Supplied passage
The NY Times have had a series of articles critical of the widespread use of mandatory pre-suit arbitration agreements in consumer contracts such as nursing home admissions paperwork. Arbitration clauses have proliferated over the last 10 years as companies have added them to tens of millions of contracts for things as diverse as cellphone service, credit cards and student loans. Nursing homes in particular have embraced the clauses, which are often buried in complex contracts that are difficult to navigate, especially for elderly people with dwindling mental acuity or their relatives, who can be emotionally vulnerable when admitting a parent to a home.
In their most recent installation, the Times discusses the case of Elizabeth Barrow. In September 2009, Mrs. Barrow was found dead at a local nursing home, strangled and suffocated, with a plastic shopping bag over her head. The killer, the police said, was her 97-year-old roommate. Workers at the nursing home, Brandon Woods in South Dartmouth, Mass., had months earlier described the roommate in patient files as being “at risk to harm herself or others.”
The roommate was charged with murder. The authorities did not focus on the nursing home, though. More than six years after the killing, Mrs. Barrow’s only son, Scott, is still trying to hold the nursing home accountable. “The woman had a history of problems,” Mr. Barrow said of the roommate in an interview this month. “She should not have been living in that room with my mother.” Having been blocked from court, Mr. Barrow was forced to go to arbitration. The nursing home had to turn over files that included the details about Ms. Lundquist’s past behavior.
In January 2009, court records show, workers at the nursing home reported that at times Ms. Lundquist “became jealous of her roommate, who she perceived sometimes got extra attention.”
Her agitation, the records show, grew when Mrs. Barrow had visitors. Ms. Lundquist also accused Mrs. Barrow of having “too many flowers and of taking her belongings,” according to records made by workers at the home just a month before the death.
Mr. Barrow was barred from taking Brandon Woods to court in 2010 because his mother’s contract with the nursing home contained a clause that forced any dispute, even one over wrongful death, into private arbitration. His legal team discovered that the arbitration firm running the hearing had previously handled more than 400 arbitrations for the law firm representing the nursing home company. The arbitrator ultimately ruled in the nursing home’s favor but provided no explanation. His ruling consisted of a single check mark, indicating that Brandon Woods had not been negligent in its care of Mrs. Barrow.

Recorded data
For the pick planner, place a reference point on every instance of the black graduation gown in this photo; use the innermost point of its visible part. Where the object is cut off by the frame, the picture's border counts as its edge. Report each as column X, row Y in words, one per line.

Task A
In the article on nursing home arbitration clauses, how many arbitrations had the firm running Mr. Barrow's hearing previously handled for the law firm representing the nursing home company?
Task B
Continue the article on nursing home arbitration clauses, picking up after its final sentence.

Exercise response A
More than 400.

Exercise response B
He has been trying ever since to get back to court, and next month he will finally get that chance. A Massachusetts state court is scheduled to hear Mr. Barrow’s case against the home, which has evolved into much more than a lawsuit about one woman’s death. It has become a crucial test of a legal strategy to prevent nursing homes across the country from requiring their residents to go to arbitration, where there is no judge or jury and the proceedings are hidden from public scrutiny.
State regulators and consumer advocates are concerned of the secretive nature of arbitration which obscures patterns of wrongdoing. Recently, officials in 16 states and the District of Columbia urged the federal government to deny Medicaid and Medicare money to nursing homes that use the clauses. Between 2010 and 2014, hundreds of cases of elder abuse, neglect and wrongful death ended up in arbitration, according to an examination by The New York Times of 25,000 arbitration records and interviews with arbitrators, judges and plaintiffs.
Judges have consistently upheld the clauses regardless of whether the people signing them understood that they were giving up their constitutional right to a jury trial. Mr. Barrow’s case is pivotal because, with the help of his lawyers, he has overcome an arbitration clause by using the fundamentals of contract law to fight back.
As is often the case when elderly people are admitted to nursing homes, Mr. Barrow signed the admissions paperwork containing the arbitration clause on his mother’s behalf. Although his mother had designated Mr. Barrow as her health care proxy — someone who was authorized to make decisions about her medical treatment — his lawyers argued that he did not have the authority to bind his mother to arbitration. In 2014, a judge ruled in his favor.
Appeals courts across the country have been throwing out arbitration agreements signed by family members of nursing home residents. For years, judges hearing elder-abuse cases rejected arguments that arbitration clauses in nursing home contracts were patently unfair because they were signed by people who did not understand them or perhaps even realize they existed.
“Any normal human being would say that these contracts don’t pass the smell test. But the courts don’t accept this,” said Martin S. Kardon, a plaintiff’s lawyer in Philadelphia with a focus on nursing home cases.